>> START Data supplied

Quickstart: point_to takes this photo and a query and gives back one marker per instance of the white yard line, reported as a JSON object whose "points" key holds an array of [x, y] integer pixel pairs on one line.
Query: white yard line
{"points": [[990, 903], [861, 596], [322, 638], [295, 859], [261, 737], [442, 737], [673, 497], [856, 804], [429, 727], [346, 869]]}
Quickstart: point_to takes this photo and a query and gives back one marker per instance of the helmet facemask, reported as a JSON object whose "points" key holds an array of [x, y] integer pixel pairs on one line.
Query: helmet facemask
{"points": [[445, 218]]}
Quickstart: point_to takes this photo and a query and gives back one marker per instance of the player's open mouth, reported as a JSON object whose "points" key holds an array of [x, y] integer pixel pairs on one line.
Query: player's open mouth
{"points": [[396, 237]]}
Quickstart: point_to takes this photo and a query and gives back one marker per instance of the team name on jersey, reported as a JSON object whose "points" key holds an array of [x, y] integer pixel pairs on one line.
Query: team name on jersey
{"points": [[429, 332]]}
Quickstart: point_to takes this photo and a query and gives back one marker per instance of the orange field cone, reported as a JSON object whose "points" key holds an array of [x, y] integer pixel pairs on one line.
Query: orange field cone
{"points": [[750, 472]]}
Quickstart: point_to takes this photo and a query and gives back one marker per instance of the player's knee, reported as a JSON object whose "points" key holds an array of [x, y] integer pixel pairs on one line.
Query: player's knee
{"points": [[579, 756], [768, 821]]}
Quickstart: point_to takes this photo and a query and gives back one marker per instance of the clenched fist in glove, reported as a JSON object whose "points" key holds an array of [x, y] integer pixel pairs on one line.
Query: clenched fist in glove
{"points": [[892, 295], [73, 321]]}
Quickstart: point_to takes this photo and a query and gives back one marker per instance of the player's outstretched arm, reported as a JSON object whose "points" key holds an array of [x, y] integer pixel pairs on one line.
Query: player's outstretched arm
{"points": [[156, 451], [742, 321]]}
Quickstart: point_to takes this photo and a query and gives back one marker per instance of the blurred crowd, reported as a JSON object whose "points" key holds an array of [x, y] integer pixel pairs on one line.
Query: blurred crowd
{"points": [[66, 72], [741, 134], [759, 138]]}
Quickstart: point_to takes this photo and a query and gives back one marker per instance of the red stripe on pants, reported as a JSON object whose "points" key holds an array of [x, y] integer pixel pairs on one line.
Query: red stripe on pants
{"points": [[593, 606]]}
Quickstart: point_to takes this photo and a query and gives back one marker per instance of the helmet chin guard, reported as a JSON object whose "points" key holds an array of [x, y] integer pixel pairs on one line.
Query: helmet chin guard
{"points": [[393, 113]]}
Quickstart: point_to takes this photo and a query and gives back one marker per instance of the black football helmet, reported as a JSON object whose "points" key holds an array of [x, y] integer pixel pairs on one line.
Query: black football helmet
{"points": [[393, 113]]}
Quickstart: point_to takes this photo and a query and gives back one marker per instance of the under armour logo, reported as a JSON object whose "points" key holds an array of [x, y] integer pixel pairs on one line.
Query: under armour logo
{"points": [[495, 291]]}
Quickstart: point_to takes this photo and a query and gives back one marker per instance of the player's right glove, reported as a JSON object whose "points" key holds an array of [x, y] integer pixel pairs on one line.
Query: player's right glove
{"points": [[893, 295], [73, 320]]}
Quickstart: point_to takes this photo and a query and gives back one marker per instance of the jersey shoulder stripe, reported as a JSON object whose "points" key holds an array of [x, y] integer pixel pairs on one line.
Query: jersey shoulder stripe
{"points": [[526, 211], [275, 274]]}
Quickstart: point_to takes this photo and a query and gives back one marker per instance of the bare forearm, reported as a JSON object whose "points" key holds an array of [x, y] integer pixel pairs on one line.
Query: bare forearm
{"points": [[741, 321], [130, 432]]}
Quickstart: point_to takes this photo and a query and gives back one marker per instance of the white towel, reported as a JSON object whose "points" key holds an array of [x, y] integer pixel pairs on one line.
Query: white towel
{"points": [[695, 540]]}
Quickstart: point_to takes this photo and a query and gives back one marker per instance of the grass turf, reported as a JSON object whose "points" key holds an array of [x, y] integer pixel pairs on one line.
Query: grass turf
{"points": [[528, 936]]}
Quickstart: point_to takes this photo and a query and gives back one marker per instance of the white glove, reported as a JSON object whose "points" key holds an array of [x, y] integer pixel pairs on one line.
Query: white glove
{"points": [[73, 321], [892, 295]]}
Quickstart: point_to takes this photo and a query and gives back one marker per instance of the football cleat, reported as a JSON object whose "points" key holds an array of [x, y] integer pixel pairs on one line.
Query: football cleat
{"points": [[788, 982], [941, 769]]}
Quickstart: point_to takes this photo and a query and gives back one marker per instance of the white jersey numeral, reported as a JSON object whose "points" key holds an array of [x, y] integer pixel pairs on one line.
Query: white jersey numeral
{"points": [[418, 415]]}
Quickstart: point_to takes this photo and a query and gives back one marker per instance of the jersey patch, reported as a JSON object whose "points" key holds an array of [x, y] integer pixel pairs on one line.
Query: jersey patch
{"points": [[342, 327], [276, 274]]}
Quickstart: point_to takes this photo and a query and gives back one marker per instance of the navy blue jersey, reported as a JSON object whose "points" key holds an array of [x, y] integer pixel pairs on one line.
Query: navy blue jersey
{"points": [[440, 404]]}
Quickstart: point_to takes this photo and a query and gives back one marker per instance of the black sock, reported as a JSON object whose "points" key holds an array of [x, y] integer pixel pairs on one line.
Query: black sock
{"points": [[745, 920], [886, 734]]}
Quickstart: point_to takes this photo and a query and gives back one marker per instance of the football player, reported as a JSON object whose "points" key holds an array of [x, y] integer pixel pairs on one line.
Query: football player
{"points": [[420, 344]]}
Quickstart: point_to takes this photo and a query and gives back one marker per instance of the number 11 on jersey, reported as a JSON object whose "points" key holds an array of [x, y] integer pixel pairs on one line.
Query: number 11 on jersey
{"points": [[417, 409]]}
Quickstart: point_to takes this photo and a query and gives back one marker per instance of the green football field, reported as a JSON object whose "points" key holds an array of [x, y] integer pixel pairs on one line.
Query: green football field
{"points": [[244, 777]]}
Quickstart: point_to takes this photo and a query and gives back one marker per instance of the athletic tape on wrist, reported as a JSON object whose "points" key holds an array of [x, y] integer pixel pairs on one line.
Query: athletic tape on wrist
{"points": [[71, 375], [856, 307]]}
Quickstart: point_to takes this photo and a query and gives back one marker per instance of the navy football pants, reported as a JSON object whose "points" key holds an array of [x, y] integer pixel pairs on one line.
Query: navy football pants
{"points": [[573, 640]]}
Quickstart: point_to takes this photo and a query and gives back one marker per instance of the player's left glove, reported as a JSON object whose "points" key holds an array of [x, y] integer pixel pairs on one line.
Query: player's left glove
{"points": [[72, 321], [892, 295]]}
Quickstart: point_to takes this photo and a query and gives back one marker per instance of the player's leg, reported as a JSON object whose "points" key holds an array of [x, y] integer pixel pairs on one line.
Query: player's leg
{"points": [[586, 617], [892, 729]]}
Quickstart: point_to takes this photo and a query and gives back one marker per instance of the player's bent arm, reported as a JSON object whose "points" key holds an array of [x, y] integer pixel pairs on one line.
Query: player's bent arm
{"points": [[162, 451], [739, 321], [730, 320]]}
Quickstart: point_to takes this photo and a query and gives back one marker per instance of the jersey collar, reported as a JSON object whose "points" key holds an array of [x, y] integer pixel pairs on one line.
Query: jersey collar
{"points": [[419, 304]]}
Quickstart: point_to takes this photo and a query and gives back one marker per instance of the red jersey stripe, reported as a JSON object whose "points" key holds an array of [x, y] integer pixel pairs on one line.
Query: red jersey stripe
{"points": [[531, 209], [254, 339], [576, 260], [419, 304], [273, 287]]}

>> END Data supplied

» Task description: Please reproduce the stretch from the line containing "the red jersey" through the end of the records, including every line of it, with each point coordinate in the answers scaled by 0.2 and rounded to a whole number (halves round up). Copy the other lines unchanged.

» Answer to this exercise:
Quickstart: point_to takes this photo and a query and gives back one marker per instance of the red jersey stripe, reported as a JSON object whose "points" key holds an array of [x, y] integer pixel pairs on one line.
Query: red jersey stripe
{"points": [[106, 42], [51, 68], [115, 52], [84, 61], [55, 57]]}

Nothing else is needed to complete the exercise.